» ENTRIES SHOWN
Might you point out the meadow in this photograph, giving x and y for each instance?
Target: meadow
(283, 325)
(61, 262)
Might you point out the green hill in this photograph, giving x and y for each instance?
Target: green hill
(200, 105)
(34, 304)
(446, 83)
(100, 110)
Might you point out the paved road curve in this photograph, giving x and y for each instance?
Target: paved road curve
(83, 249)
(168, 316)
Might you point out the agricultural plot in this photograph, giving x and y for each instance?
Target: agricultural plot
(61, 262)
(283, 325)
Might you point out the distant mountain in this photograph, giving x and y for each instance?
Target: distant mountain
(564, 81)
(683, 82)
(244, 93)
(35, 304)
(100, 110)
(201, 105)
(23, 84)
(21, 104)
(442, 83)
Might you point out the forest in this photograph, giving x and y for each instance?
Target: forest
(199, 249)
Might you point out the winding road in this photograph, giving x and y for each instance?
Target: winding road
...
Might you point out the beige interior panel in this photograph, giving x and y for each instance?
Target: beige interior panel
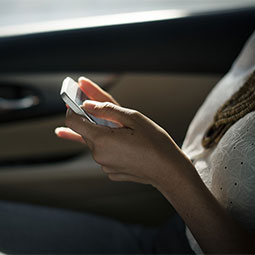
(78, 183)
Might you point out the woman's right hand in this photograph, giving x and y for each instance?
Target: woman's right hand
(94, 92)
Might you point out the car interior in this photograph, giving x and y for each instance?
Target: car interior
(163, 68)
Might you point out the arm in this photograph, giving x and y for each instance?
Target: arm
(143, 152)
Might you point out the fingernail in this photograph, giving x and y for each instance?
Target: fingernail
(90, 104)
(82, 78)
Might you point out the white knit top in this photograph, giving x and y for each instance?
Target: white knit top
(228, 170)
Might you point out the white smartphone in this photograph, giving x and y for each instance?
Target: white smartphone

» TASK
Repeat exactly the lines of the listing above, from the one with "Might you point out the meadow" down to the one with "Might you point out the distant"; both of those lines belong in the range.

» RESPONSE TO THE TASK
Might you point out the meadow in this photograph, giving x and y for each instance?
Target: meadow
(283, 325)
(61, 262)
Might you point out the green hill in this photograph, giving x and y for each instance?
Target: green hill
(200, 105)
(34, 304)
(446, 83)
(100, 110)
Might you point out the paved road curve in this photograph, giving x and y for each instance?
Target: paved road curve
(83, 249)
(168, 316)
Might you point out the agricultural plot in this photograph, giving x and y for each instance?
Target: agricultural plot
(61, 262)
(283, 325)
Might you point out the distant mountain in this photograph, giving x and y for each instance?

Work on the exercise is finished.